Task 1:
From the Azure alerts workshop page below, reproduce word for word the part that opens with the words containing "7. Alerts 🔔" and closes with "is for you!".

Skip to the content.

7. Alerts 🔔

🎯 Goal: Gain a basic understanding of alerts on Azure.

⏩ Catch-up corner: If you missed previous sections 🏇

If you have not completed previous sections, follow these steps:

To trigger sending messages in your system follow the instructions from Section 2: Deploy: 🌡️ Devices Data Simulator

Do you want to be the first to know when your apps and infra are acting up? Do you want to get ahead of the problems before they ruin your day (or night)? If you answered yes to any of these questions, then this workshop section is for you!

🧐 Why do we need alerts?

In a nutshell, alerts can help you identify 🔍 and troubleshoot issues 🙀 before they affect your users or customers. They can also help you to align your observability goals with your business objectives, such as customer satisfaction, revenue, and growth.

📚 Intro

Diagram that explains Azure Monitor alerts.

Alerts are stored for 30 days. You can see all alert instances for all of your Azure resources on the Alerts page in the Azure portal.

Alerts consist of a few elements, presented in the next sections.

🛠️ Step-by-step

Action groups

Action groups - Collection of notification preferences defined by the user. You can configure an Action Group to notify you through one or more of these collections when an alert is triggered. This allows you to respond quickly and effectively to issues in your environment.

Each action group is given a unique name and can be used by both Azure Monitor and Service Health alerts. An action group can be used across different subscriptions, allowing you to manage your alert actions centrally.

Let’s create an Action Group for Email notification ✉️!

  1. Navigate to the Monitor tab.
  2. Under Monitor, select Alerts.
  3. Click on “Action groups”. Action Group
  4. Click on “+ Create” to create a new Action Group. Action Group

📝 Note: Action Groups can not only be configured to send Notifications but also to perform various Actions when an alert is triggered. These actions include: Azure Functions, Logic App, Webhook, Event Hubs etc. But for this exercise we can skip defining Actions. 😉

📝 Note: You can test your Action Group Notification by going to Action Groups section in Alerts and using Test button.Try it out and check if you get a test email 📧!

🚨 Alert rules

Alerts are based on certain rules that you define. Each resource has its own set of conditions that we can use in Alert rules.

Let’s create an Alert Rule. Feel free to create your own if you want. Here, we will go with an alert condition about AKS pods - let’s set up an email notification if the number of pod in the pod lifecycle is less than 3 (or 4 if you have 4 pods deployed).

First go to Alerts -> Create -> Alert rule in Azure portal. In the Scope section pick your AKS resource.

Task 2:
List every line in the rows below that contains the string "Example". Case counts.

Data for this exercise:
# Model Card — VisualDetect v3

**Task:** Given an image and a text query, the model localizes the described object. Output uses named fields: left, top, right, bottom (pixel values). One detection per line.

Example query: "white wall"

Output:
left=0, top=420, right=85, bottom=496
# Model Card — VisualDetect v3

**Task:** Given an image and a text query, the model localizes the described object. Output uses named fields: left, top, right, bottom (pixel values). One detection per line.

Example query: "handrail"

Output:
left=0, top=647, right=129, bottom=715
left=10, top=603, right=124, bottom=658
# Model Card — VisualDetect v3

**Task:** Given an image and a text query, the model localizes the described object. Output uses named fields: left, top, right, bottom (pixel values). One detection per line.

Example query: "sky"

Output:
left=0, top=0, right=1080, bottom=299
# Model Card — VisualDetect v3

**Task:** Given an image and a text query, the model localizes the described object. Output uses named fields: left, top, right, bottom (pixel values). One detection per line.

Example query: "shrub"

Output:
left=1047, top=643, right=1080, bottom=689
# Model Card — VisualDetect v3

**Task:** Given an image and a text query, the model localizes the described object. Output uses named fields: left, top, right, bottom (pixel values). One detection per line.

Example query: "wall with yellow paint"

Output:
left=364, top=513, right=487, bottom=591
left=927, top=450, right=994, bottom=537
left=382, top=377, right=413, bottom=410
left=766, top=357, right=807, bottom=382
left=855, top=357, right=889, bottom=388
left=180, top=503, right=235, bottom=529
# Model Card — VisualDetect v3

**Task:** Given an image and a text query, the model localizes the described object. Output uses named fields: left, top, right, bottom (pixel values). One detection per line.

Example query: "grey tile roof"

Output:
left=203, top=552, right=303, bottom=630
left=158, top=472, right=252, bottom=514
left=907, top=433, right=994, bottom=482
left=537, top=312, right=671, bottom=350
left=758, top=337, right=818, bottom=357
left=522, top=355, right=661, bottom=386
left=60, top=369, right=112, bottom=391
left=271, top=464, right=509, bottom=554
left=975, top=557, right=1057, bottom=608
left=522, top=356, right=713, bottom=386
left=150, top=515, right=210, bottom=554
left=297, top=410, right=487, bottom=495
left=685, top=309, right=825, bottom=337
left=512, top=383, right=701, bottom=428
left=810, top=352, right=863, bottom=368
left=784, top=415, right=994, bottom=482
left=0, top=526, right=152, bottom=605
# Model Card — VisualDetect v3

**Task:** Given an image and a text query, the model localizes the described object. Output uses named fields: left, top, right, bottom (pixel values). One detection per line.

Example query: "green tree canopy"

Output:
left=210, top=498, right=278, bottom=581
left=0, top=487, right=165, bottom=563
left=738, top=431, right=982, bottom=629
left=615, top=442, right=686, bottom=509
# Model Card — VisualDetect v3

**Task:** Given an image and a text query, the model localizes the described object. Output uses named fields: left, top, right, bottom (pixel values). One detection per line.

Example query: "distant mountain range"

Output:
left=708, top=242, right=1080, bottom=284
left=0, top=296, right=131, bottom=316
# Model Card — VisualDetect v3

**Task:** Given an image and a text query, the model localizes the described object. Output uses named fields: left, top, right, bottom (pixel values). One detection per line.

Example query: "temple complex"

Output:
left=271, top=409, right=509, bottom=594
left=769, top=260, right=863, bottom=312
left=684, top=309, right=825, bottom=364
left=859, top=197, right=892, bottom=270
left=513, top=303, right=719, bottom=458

--

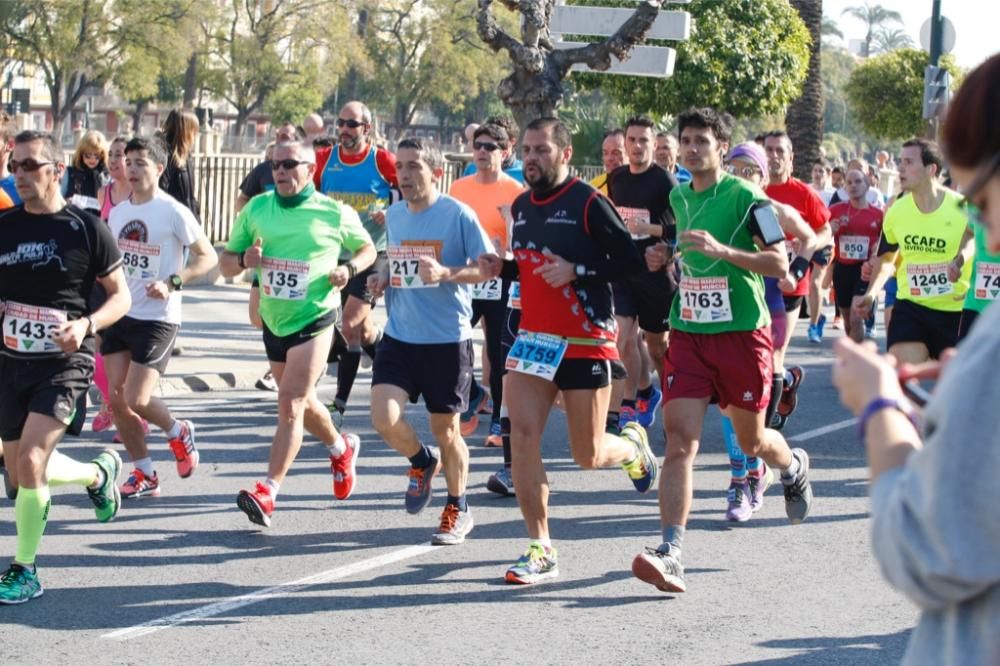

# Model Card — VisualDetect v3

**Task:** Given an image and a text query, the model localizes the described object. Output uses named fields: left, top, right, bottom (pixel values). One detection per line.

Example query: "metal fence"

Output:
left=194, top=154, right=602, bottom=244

--

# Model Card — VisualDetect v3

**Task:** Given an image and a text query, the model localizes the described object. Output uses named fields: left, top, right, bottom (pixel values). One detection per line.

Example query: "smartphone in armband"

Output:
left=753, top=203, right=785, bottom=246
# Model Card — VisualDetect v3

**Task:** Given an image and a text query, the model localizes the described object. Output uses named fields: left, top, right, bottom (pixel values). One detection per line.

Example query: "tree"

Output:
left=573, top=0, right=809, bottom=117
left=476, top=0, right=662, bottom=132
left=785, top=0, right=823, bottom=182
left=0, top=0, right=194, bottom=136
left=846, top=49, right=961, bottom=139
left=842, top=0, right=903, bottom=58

Complete answer 1:
7. Alerts 🔔

🎯 Goal: Gain a basic understanding of alerts on Azure.

⏩ Catch-up corner: If you missed previous sections 🏇

If you have not completed previous sections, follow these steps:

To trigger sending messages in your system follow the instructions from Section 2: Deploy: 🌡️ Devices Data Simulator

Do you want to be the first to know when your apps and infra are acting up? Do you want to get ahead of the problems before they ruin your day (or night)? If you answered yes to any of these questions, then this workshop section is for you!

Complete answer 2:
Example query: "white wall"
Example query: "handrail"
Example query: "sky"
Example query: "shrub"
Example query: "wall with yellow paint"
Example query: "grey tile roof"
Example query: "green tree canopy"
Example query: "distant mountain range"
Example query: "temple complex"
Example query: "metal fence"
Example query: "smartphone in armband"
Example query: "tree"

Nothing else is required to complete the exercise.